Which lines should be repeated? Exactly the one containing "Ground woman with" and every line after it through the end of the entries below.

===== Source data =====

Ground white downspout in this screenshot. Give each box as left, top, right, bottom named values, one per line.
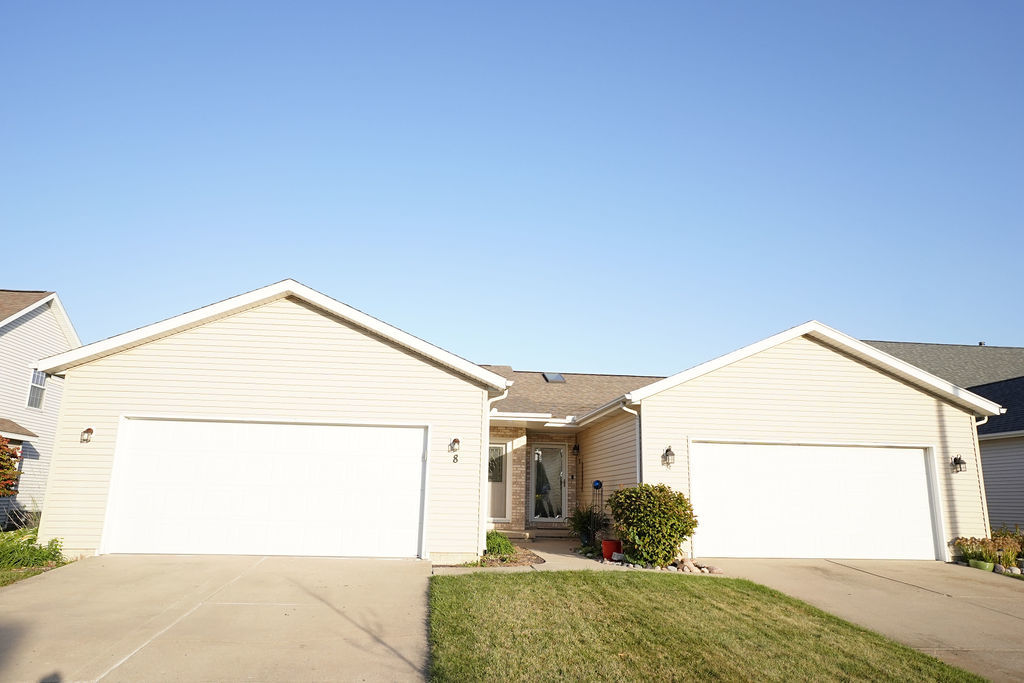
left=620, top=400, right=641, bottom=484
left=479, top=385, right=511, bottom=554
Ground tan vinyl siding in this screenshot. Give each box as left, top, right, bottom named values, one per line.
left=640, top=335, right=989, bottom=544
left=39, top=297, right=487, bottom=561
left=0, top=303, right=72, bottom=515
left=577, top=410, right=638, bottom=504
left=980, top=437, right=1024, bottom=530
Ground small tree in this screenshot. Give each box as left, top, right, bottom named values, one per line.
left=0, top=436, right=23, bottom=498
left=608, top=483, right=697, bottom=567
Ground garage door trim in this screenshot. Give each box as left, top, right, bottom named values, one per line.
left=99, top=414, right=433, bottom=559
left=686, top=437, right=948, bottom=561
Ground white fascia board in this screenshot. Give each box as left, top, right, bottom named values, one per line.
left=36, top=279, right=509, bottom=390
left=0, top=293, right=80, bottom=348
left=617, top=320, right=1003, bottom=418
left=574, top=397, right=629, bottom=427
left=489, top=411, right=554, bottom=419
left=0, top=430, right=35, bottom=441
left=979, top=430, right=1024, bottom=441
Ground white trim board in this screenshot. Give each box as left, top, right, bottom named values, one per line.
left=36, top=279, right=509, bottom=391
left=0, top=292, right=81, bottom=349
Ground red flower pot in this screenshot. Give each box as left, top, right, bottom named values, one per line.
left=602, top=539, right=622, bottom=560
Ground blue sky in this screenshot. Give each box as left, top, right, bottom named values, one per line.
left=2, top=2, right=1022, bottom=375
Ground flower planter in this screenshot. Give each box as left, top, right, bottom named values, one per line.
left=602, top=539, right=622, bottom=561
left=969, top=559, right=995, bottom=572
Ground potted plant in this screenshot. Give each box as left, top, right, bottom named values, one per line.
left=955, top=537, right=996, bottom=571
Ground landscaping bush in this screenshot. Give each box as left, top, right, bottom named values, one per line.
left=485, top=530, right=515, bottom=556
left=994, top=534, right=1021, bottom=567
left=0, top=527, right=63, bottom=569
left=954, top=537, right=1003, bottom=565
left=608, top=483, right=697, bottom=567
left=567, top=505, right=610, bottom=548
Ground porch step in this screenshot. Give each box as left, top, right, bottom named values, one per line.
left=499, top=529, right=574, bottom=540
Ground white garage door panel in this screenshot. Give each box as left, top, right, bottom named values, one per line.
left=102, top=420, right=426, bottom=558
left=690, top=443, right=939, bottom=560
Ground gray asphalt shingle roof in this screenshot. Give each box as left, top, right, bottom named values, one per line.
left=481, top=365, right=662, bottom=420
left=0, top=290, right=52, bottom=324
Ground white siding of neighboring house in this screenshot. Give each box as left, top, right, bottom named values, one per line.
left=0, top=303, right=72, bottom=519
left=577, top=410, right=638, bottom=505
left=980, top=436, right=1024, bottom=531
left=39, top=296, right=488, bottom=563
left=639, top=335, right=990, bottom=546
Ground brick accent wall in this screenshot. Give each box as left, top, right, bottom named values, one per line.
left=489, top=425, right=527, bottom=531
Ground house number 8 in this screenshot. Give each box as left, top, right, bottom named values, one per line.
left=452, top=453, right=459, bottom=463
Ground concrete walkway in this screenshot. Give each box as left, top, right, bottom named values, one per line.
left=712, top=558, right=1024, bottom=682
left=0, top=554, right=430, bottom=682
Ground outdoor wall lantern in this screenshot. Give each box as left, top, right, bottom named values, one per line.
left=80, top=427, right=94, bottom=443
left=593, top=480, right=603, bottom=490
left=663, top=446, right=676, bottom=466
left=952, top=455, right=967, bottom=473
left=572, top=444, right=580, bottom=456
left=448, top=438, right=460, bottom=453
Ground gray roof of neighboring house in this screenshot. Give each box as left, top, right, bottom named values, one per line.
left=0, top=417, right=38, bottom=439
left=0, top=290, right=52, bottom=324
left=865, top=340, right=1024, bottom=435
left=481, top=365, right=662, bottom=420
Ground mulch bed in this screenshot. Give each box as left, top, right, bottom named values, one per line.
left=478, top=544, right=545, bottom=567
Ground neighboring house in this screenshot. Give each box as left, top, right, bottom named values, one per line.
left=36, top=280, right=1000, bottom=563
left=866, top=341, right=1024, bottom=531
left=0, top=290, right=80, bottom=524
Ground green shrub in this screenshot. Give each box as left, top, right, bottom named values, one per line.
left=485, top=530, right=515, bottom=556
left=608, top=483, right=697, bottom=567
left=954, top=537, right=1003, bottom=564
left=566, top=506, right=610, bottom=548
left=0, top=528, right=63, bottom=569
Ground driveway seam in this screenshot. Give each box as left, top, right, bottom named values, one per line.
left=93, top=556, right=268, bottom=681
left=825, top=560, right=952, bottom=596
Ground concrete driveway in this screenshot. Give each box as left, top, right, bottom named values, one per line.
left=0, top=554, right=430, bottom=682
left=713, top=558, right=1024, bottom=682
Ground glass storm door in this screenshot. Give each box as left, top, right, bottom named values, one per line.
left=489, top=445, right=507, bottom=520
left=532, top=445, right=566, bottom=521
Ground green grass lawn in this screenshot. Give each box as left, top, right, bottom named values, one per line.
left=0, top=567, right=46, bottom=587
left=430, top=571, right=980, bottom=682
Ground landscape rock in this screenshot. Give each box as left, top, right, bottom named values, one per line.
left=666, top=565, right=678, bottom=572
left=709, top=567, right=724, bottom=575
left=700, top=567, right=710, bottom=574
left=611, top=552, right=625, bottom=562
left=683, top=559, right=698, bottom=573
left=995, top=564, right=1006, bottom=574
left=1011, top=567, right=1022, bottom=575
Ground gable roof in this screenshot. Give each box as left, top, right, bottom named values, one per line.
left=36, top=279, right=510, bottom=391
left=0, top=417, right=37, bottom=441
left=0, top=290, right=81, bottom=348
left=575, top=321, right=1004, bottom=425
left=482, top=366, right=662, bottom=420
left=865, top=340, right=1024, bottom=436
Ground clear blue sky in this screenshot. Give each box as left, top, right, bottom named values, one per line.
left=2, top=2, right=1022, bottom=375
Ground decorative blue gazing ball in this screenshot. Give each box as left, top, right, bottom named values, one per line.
left=592, top=480, right=603, bottom=490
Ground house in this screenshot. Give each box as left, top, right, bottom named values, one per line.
left=0, top=290, right=80, bottom=525
left=35, top=280, right=1000, bottom=563
left=866, top=341, right=1024, bottom=531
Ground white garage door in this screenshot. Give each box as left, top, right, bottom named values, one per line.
left=101, top=419, right=426, bottom=558
left=689, top=442, right=940, bottom=560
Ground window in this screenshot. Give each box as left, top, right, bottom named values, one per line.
left=488, top=446, right=505, bottom=483
left=27, top=370, right=46, bottom=409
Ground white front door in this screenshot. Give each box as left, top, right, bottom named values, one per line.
left=688, top=442, right=941, bottom=559
left=531, top=445, right=566, bottom=521
left=101, top=418, right=427, bottom=558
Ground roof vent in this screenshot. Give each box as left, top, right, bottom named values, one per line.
left=542, top=372, right=565, bottom=383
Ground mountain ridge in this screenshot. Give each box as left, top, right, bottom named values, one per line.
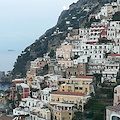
left=12, top=0, right=117, bottom=78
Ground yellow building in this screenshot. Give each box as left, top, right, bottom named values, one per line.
left=50, top=91, right=90, bottom=112
left=30, top=107, right=51, bottom=120
left=50, top=103, right=75, bottom=120
left=57, top=76, right=94, bottom=95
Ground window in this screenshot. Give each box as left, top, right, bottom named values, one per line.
left=80, top=64, right=83, bottom=68
left=112, top=116, right=120, bottom=120
left=79, top=87, right=83, bottom=90
left=57, top=98, right=59, bottom=101
left=68, top=86, right=72, bottom=92
left=80, top=71, right=83, bottom=75
left=69, top=113, right=71, bottom=115
left=75, top=87, right=78, bottom=90
left=85, top=88, right=88, bottom=93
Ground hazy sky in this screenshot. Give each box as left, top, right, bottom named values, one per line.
left=0, top=0, right=78, bottom=52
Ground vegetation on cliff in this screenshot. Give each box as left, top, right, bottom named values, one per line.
left=12, top=0, right=117, bottom=78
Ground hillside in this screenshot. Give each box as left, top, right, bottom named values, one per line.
left=12, top=0, right=116, bottom=78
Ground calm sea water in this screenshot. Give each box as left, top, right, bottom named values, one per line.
left=0, top=50, right=21, bottom=73
left=0, top=50, right=20, bottom=91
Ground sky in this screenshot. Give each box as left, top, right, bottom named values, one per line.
left=0, top=0, right=78, bottom=52
left=0, top=0, right=78, bottom=72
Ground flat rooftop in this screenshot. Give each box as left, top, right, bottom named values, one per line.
left=106, top=105, right=120, bottom=111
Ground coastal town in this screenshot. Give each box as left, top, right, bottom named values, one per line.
left=0, top=0, right=120, bottom=120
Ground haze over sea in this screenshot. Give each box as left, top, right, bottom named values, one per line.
left=0, top=0, right=78, bottom=73
left=0, top=50, right=21, bottom=73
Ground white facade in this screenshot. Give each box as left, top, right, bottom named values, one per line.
left=96, top=2, right=120, bottom=19
left=101, top=63, right=119, bottom=83
left=41, top=88, right=52, bottom=103
left=107, top=21, right=120, bottom=42
left=30, top=107, right=51, bottom=120
left=73, top=55, right=89, bottom=64
left=13, top=97, right=45, bottom=116
left=106, top=106, right=120, bottom=120
left=72, top=43, right=114, bottom=60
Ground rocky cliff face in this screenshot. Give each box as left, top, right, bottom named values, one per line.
left=12, top=0, right=117, bottom=78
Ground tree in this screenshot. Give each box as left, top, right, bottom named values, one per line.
left=49, top=49, right=55, bottom=58
left=17, top=93, right=21, bottom=101
left=72, top=111, right=82, bottom=120
left=112, top=12, right=120, bottom=21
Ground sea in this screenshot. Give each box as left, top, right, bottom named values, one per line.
left=0, top=50, right=21, bottom=73
left=0, top=50, right=21, bottom=91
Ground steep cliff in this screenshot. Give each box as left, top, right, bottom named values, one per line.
left=12, top=0, right=117, bottom=78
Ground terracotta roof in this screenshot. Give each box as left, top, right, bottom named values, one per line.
left=0, top=115, right=14, bottom=120
left=77, top=76, right=93, bottom=79
left=106, top=106, right=120, bottom=111
left=51, top=91, right=85, bottom=96
left=108, top=54, right=120, bottom=56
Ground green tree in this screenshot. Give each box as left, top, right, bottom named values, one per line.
left=72, top=111, right=82, bottom=120
left=49, top=49, right=55, bottom=58
left=17, top=93, right=21, bottom=101
left=112, top=12, right=120, bottom=21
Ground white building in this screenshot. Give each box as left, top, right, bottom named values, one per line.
left=101, top=63, right=119, bottom=83
left=13, top=97, right=46, bottom=118
left=106, top=106, right=120, bottom=120
left=41, top=88, right=53, bottom=103
left=107, top=21, right=120, bottom=46
left=72, top=43, right=114, bottom=60
left=96, top=1, right=120, bottom=20
left=44, top=74, right=62, bottom=88
left=73, top=55, right=89, bottom=65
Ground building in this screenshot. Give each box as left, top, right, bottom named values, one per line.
left=106, top=106, right=120, bottom=120
left=41, top=88, right=53, bottom=103
left=107, top=21, right=120, bottom=45
left=13, top=97, right=46, bottom=119
left=96, top=1, right=120, bottom=20
left=31, top=79, right=41, bottom=99
left=30, top=107, right=51, bottom=120
left=57, top=76, right=94, bottom=95
left=57, top=60, right=74, bottom=69
left=44, top=74, right=62, bottom=88
left=66, top=63, right=87, bottom=78
left=114, top=85, right=120, bottom=106
left=89, top=21, right=108, bottom=43
left=51, top=103, right=76, bottom=120
left=56, top=42, right=74, bottom=60
left=16, top=83, right=30, bottom=99
left=50, top=91, right=89, bottom=112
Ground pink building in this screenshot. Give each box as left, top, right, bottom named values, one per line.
left=57, top=60, right=73, bottom=68
left=16, top=83, right=30, bottom=99
left=56, top=42, right=74, bottom=60
left=114, top=85, right=120, bottom=106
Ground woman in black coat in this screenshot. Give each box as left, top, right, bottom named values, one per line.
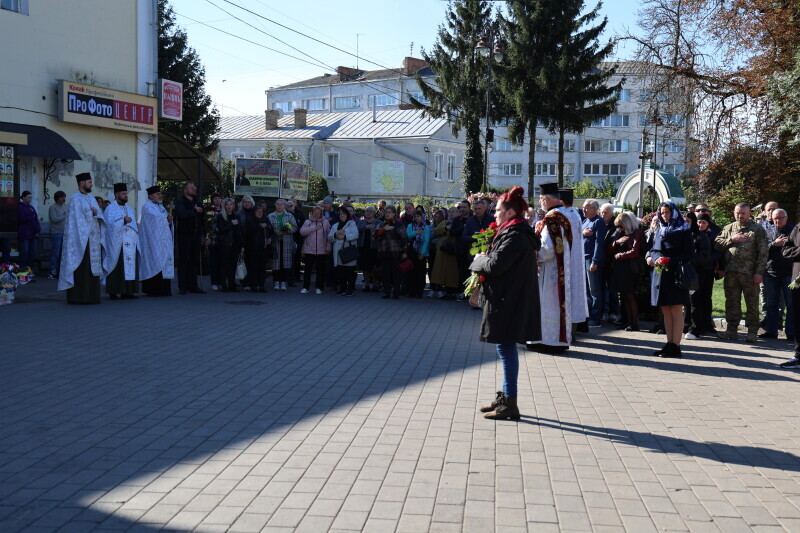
left=215, top=199, right=244, bottom=292
left=646, top=202, right=695, bottom=358
left=248, top=206, right=273, bottom=292
left=683, top=212, right=712, bottom=339
left=470, top=187, right=541, bottom=421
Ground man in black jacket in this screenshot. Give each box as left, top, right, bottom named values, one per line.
left=451, top=200, right=472, bottom=300
left=762, top=209, right=794, bottom=340
left=175, top=182, right=206, bottom=294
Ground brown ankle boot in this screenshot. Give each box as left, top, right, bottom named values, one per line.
left=484, top=397, right=520, bottom=420
left=479, top=391, right=505, bottom=413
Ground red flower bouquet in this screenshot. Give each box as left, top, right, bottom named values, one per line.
left=654, top=256, right=670, bottom=274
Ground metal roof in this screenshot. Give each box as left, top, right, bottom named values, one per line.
left=218, top=109, right=450, bottom=142
left=272, top=67, right=435, bottom=90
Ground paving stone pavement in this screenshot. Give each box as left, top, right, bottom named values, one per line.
left=2, top=278, right=800, bottom=532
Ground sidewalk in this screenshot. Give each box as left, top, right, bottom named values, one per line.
left=1, top=285, right=800, bottom=531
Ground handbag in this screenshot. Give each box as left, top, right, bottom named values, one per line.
left=338, top=241, right=360, bottom=264
left=468, top=285, right=481, bottom=307
left=398, top=258, right=414, bottom=273
left=675, top=262, right=699, bottom=292
left=235, top=252, right=247, bottom=281
left=439, top=239, right=456, bottom=255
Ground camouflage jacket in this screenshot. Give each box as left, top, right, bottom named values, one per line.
left=714, top=220, right=768, bottom=275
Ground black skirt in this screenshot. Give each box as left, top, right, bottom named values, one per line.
left=657, top=267, right=690, bottom=306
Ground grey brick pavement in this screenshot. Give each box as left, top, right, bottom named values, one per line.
left=2, top=279, right=800, bottom=531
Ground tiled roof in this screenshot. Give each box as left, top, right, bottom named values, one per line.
left=218, top=109, right=450, bottom=141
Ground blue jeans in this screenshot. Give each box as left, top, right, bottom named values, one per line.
left=765, top=275, right=794, bottom=336
left=18, top=238, right=36, bottom=269
left=496, top=343, right=519, bottom=398
left=50, top=233, right=63, bottom=276
left=585, top=259, right=604, bottom=322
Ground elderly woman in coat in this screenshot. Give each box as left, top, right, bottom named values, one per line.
left=470, top=187, right=541, bottom=421
left=267, top=198, right=297, bottom=291
left=329, top=206, right=359, bottom=295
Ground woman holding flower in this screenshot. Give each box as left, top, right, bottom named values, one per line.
left=267, top=198, right=297, bottom=291
left=610, top=211, right=644, bottom=331
left=405, top=211, right=431, bottom=298
left=646, top=202, right=694, bottom=358
left=329, top=206, right=359, bottom=295
left=469, top=187, right=540, bottom=421
left=374, top=205, right=408, bottom=299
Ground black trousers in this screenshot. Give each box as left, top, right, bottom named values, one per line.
left=176, top=234, right=200, bottom=291
left=408, top=255, right=427, bottom=297
left=382, top=255, right=401, bottom=296
left=336, top=265, right=356, bottom=293
left=304, top=254, right=327, bottom=290
left=793, top=288, right=800, bottom=355
left=252, top=250, right=268, bottom=290
left=687, top=269, right=715, bottom=332
left=219, top=245, right=238, bottom=290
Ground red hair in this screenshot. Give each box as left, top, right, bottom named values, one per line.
left=498, top=186, right=528, bottom=217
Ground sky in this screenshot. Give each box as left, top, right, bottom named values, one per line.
left=168, top=0, right=642, bottom=117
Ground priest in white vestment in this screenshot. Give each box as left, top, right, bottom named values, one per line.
left=103, top=182, right=140, bottom=299
left=527, top=183, right=573, bottom=353
left=138, top=185, right=174, bottom=296
left=58, top=172, right=106, bottom=304
left=558, top=188, right=588, bottom=331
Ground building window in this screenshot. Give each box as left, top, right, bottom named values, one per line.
left=638, top=114, right=686, bottom=128
left=584, top=163, right=627, bottom=176
left=326, top=153, right=339, bottom=179
left=447, top=155, right=457, bottom=182
left=497, top=163, right=523, bottom=177
left=591, top=115, right=630, bottom=127
left=334, top=96, right=361, bottom=110
left=1, top=0, right=28, bottom=14
left=535, top=164, right=574, bottom=177
left=535, top=139, right=575, bottom=152
left=585, top=139, right=629, bottom=152
left=495, top=138, right=521, bottom=152
left=662, top=163, right=684, bottom=175
left=637, top=139, right=685, bottom=153
left=368, top=94, right=399, bottom=107
left=302, top=98, right=327, bottom=111
left=434, top=154, right=444, bottom=180
left=617, top=88, right=632, bottom=102
left=273, top=101, right=294, bottom=113
left=406, top=91, right=430, bottom=105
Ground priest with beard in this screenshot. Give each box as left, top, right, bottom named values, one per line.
left=103, top=182, right=140, bottom=299
left=138, top=185, right=174, bottom=296
left=527, top=183, right=573, bottom=353
left=58, top=172, right=106, bottom=304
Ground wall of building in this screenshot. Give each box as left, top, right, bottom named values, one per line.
left=0, top=0, right=155, bottom=228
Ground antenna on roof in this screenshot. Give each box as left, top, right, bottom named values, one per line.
left=410, top=42, right=414, bottom=57
left=356, top=34, right=364, bottom=70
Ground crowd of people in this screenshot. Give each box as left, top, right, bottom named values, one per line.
left=14, top=173, right=800, bottom=381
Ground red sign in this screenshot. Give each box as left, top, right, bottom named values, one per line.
left=159, top=79, right=183, bottom=121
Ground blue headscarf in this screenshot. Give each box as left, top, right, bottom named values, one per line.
left=657, top=201, right=690, bottom=234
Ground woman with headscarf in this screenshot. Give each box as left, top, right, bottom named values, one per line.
left=405, top=211, right=431, bottom=298
left=431, top=208, right=460, bottom=298
left=683, top=211, right=712, bottom=339
left=215, top=198, right=243, bottom=292
left=248, top=206, right=273, bottom=292
left=609, top=211, right=645, bottom=331
left=357, top=206, right=382, bottom=292
left=470, top=187, right=541, bottom=421
left=329, top=206, right=359, bottom=295
left=646, top=202, right=695, bottom=357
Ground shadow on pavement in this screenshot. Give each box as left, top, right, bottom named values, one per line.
left=520, top=416, right=800, bottom=472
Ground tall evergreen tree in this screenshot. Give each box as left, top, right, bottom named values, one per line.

=====

Response for this exercise
Ground woman with headscarf in this screenshot. Give each box as left, top, right, bottom named values, one per line.
left=405, top=211, right=431, bottom=298
left=431, top=208, right=460, bottom=298
left=683, top=211, right=712, bottom=339
left=215, top=198, right=243, bottom=292
left=248, top=206, right=273, bottom=292
left=609, top=211, right=645, bottom=331
left=357, top=206, right=382, bottom=292
left=470, top=187, right=541, bottom=421
left=329, top=206, right=359, bottom=295
left=646, top=202, right=695, bottom=357
Ground shadow on pavement in this screenshot. Give each box as left, top, right, bottom named values, one per line.
left=520, top=416, right=800, bottom=472
Ground tall evergreen tree in this screenshot. Give each box as left, top, right, bottom named values, one per line.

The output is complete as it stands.